# Given task 1
Count how many lines of the rows contain the string "camouflage". Reply with the number only.

# Reading text
---
Skip to main content

CLI tool to clean up your BigQuery old and unused datasets and tables.

Project description

🧹 BigQuery Cleaner

Python 3.10+ PyPI version uv License: MIT

BigQuery Cleaner is a powerful CLI tool designed to help you declutter your Google BigQuery environment. It identifies tables that haven't been queried recently and provides safe mechanisms to rename or prepare them for deletion.


🚀 Quick Start

Get up and running in seconds:

# 1. Install via uv (recommended)
uv tool install bigquery-cleaner

# Or via pip
pip install bigquery-cleaner

# 2. Find unused tables (older than 30 days and not queried)
bigquery-cleaner list-unused-tables --project your-gcp-project --all-datasets --days 30

✨ Features

  • 🔍 Unused Table Detection: Scans INFORMATION_SCHEMA.JOBS to find tables that aren't being used.
  • 📊 Storage Insight: Displays table sizes in GB and provides per-dataset and grand total summaries.
  • 📂 Multi-Dataset Support: Target specific datasets, exclude others, or scan your entire project.
  • 🏷️ Safe Renaming: Dry-run mode allows you to see what would happen before making changes.
  • 🔄 Easy Revert: Renamed a table by mistake? Revert it easily with the revert-renamed-tables command.
  • 🗑️ Permanent Cleanup: Use delete-tables to remove suffixed tables once you've confirmed they are no longer needed.
  • 🧹 Dataset Cleanup: Remove empty datasets that no longer contain any tables or views using delete-empty-datasets.
  • ⚙️ Configurable: Use a cleaner.toml file to save your project defaults and lookback windows.
  • Built with Speed: Powered by uv, Typer, and Rich for a beautiful, fast terminal experience.

📋 Prerequisites

  • Python 3.10+
  • uv package manager installed.
  • Google Cloud Credentials: Configured via Application Default Credentials (ADC).
    gcloud auth application-default login
    

🛠️ Installation

Using uv (Recommended)

uv tool install bigquery-cleaner

Using pip

pip install bigquery-cleaner

From Source (Development)

# Clone the repository
git clone https://github.com/elvainch/bigquery-cleaner.git
cd bigquery-cleaner

# Sync dependencies and install the tool
uv sync
uv tool install .

📖 Usage Guide

Help Command

Every command and sub-command supports the --help flag for detailed information on available options.

Example: bigquery-cleaner list-unused-tables --help

Run bigquery-cleaner --help to see all available commands.
---
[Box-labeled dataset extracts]

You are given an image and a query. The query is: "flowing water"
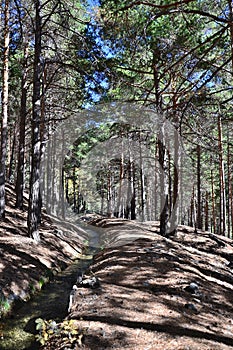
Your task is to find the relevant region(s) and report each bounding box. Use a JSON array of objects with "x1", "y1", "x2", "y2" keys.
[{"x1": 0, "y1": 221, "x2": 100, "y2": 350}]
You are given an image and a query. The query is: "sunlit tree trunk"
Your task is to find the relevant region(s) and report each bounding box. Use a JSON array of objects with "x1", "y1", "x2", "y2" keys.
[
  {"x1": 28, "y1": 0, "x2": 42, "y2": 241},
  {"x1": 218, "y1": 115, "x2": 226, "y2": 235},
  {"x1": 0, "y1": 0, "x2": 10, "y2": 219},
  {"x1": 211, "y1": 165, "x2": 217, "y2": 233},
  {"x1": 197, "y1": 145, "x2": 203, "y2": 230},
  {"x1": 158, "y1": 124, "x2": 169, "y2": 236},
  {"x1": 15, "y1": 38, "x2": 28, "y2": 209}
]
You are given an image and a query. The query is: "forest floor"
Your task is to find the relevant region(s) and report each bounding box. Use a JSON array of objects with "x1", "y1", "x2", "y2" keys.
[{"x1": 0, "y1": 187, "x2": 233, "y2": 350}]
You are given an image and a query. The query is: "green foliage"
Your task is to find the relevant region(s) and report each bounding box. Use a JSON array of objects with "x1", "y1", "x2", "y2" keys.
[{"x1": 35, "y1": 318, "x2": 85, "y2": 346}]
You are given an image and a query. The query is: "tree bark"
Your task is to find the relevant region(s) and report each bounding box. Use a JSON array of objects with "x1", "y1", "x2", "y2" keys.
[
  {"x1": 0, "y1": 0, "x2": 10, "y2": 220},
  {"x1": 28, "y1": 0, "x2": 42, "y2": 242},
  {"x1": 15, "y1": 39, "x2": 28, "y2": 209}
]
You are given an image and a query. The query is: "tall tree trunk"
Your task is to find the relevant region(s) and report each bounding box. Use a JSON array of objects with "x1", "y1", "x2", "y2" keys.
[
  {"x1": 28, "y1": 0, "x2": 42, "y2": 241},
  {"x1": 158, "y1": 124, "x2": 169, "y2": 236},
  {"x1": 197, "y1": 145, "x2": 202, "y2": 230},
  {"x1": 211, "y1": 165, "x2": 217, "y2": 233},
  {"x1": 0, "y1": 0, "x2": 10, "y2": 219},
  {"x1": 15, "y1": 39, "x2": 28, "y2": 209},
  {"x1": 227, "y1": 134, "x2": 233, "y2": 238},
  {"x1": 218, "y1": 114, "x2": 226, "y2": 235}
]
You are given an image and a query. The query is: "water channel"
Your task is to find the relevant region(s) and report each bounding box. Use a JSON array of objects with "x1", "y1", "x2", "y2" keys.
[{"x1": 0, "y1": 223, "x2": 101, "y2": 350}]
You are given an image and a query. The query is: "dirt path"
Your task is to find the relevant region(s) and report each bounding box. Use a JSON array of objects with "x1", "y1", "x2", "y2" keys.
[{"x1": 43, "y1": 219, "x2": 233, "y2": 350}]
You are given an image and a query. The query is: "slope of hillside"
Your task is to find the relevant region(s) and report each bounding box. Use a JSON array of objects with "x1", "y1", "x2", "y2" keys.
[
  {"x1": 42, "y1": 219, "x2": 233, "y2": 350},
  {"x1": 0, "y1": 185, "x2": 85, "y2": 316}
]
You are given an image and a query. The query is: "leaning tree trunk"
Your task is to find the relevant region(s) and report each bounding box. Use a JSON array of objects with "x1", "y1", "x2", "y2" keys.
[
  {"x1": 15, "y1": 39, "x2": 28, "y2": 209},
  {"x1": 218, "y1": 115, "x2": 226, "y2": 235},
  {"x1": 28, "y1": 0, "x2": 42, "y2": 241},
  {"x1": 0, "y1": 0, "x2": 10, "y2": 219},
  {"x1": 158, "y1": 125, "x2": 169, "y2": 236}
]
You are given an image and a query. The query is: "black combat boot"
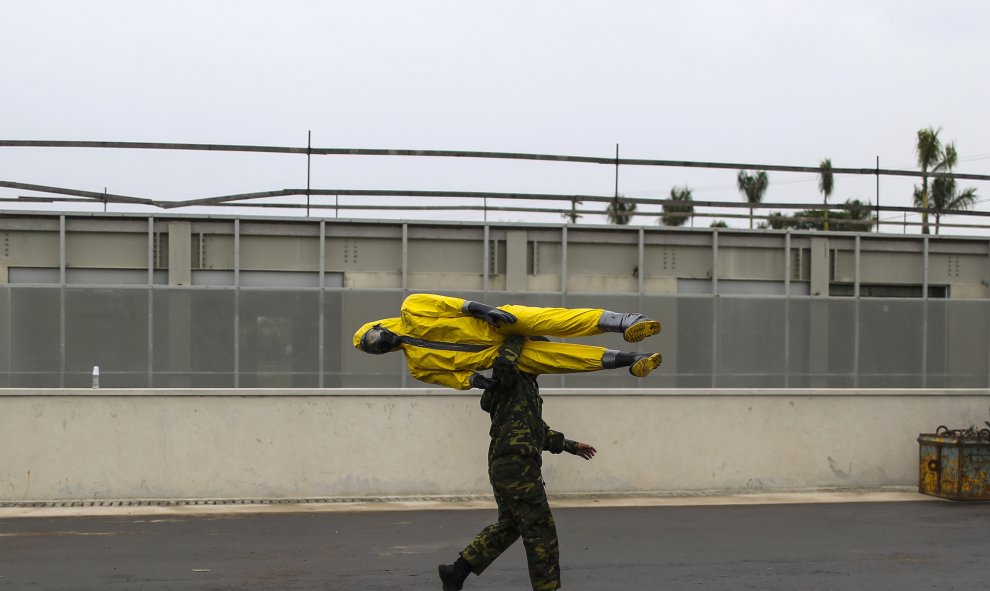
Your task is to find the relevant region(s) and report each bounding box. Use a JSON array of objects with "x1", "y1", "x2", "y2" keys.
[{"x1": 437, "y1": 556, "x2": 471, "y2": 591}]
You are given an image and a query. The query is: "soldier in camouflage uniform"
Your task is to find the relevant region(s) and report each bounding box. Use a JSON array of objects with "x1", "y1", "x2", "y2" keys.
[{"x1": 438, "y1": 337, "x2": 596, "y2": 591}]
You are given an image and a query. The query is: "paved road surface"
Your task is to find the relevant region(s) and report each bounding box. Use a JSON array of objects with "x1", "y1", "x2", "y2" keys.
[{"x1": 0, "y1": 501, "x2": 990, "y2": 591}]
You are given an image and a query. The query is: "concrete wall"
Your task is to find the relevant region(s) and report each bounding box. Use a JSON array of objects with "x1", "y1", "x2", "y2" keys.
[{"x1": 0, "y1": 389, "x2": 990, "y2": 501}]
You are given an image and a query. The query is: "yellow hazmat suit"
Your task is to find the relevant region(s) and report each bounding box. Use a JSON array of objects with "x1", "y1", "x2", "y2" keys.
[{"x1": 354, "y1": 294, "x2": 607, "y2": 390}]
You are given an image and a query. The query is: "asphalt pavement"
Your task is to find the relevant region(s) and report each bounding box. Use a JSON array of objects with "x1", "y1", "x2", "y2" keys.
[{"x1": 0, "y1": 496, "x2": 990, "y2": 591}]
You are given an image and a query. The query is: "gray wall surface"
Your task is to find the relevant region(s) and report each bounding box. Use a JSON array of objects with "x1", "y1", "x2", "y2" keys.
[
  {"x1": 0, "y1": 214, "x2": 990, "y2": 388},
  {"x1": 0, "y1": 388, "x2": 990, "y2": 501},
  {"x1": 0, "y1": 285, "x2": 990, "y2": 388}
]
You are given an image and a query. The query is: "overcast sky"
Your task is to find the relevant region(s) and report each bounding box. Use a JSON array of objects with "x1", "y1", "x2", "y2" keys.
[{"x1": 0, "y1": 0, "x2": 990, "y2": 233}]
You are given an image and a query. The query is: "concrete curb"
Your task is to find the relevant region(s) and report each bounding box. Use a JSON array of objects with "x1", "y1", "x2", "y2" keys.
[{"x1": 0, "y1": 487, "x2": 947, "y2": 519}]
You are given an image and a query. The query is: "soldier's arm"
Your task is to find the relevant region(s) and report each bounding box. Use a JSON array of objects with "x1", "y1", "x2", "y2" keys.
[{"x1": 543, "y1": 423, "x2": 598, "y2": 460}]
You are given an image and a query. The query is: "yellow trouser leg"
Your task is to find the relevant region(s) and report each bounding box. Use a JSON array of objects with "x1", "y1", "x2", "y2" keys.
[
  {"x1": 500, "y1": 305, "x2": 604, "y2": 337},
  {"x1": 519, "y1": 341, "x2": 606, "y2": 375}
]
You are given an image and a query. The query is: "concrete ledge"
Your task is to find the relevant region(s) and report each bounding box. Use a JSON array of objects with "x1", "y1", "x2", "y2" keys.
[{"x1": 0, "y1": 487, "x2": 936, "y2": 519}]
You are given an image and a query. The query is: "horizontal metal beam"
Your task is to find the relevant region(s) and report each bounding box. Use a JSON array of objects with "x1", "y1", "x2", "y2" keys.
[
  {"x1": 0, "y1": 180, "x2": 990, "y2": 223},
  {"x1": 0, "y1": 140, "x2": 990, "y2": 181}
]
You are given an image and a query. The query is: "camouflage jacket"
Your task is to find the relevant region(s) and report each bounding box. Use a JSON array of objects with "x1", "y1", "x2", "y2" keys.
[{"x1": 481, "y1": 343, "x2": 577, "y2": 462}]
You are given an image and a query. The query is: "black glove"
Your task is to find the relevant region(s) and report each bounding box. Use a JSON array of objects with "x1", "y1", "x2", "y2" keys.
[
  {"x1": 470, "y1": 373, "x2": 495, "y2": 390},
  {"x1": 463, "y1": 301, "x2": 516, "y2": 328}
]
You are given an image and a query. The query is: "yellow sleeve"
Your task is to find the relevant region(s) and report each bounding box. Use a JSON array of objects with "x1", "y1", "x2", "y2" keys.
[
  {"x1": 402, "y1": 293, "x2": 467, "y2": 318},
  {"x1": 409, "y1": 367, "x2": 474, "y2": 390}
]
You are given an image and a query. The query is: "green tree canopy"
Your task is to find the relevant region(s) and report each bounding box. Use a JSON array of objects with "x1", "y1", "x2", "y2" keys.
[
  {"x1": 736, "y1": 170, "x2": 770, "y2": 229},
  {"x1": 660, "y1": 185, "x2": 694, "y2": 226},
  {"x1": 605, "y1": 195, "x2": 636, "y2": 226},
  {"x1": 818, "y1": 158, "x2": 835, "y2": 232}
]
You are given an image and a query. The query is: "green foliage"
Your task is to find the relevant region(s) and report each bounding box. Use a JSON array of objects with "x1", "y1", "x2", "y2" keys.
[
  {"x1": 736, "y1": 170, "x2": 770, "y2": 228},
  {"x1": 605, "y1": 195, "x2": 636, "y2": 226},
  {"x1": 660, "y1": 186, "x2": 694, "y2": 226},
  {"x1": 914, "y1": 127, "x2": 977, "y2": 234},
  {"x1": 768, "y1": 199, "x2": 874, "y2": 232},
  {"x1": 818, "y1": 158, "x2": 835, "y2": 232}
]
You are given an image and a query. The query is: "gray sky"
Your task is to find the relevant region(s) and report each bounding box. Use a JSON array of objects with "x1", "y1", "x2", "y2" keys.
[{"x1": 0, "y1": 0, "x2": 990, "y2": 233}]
---
# Given task 2
According to the BigQuery Cleaner project page above, which command restores a table that was renamed by mistake?

# Full response 1
2

# Full response 2
revert-renamed-tables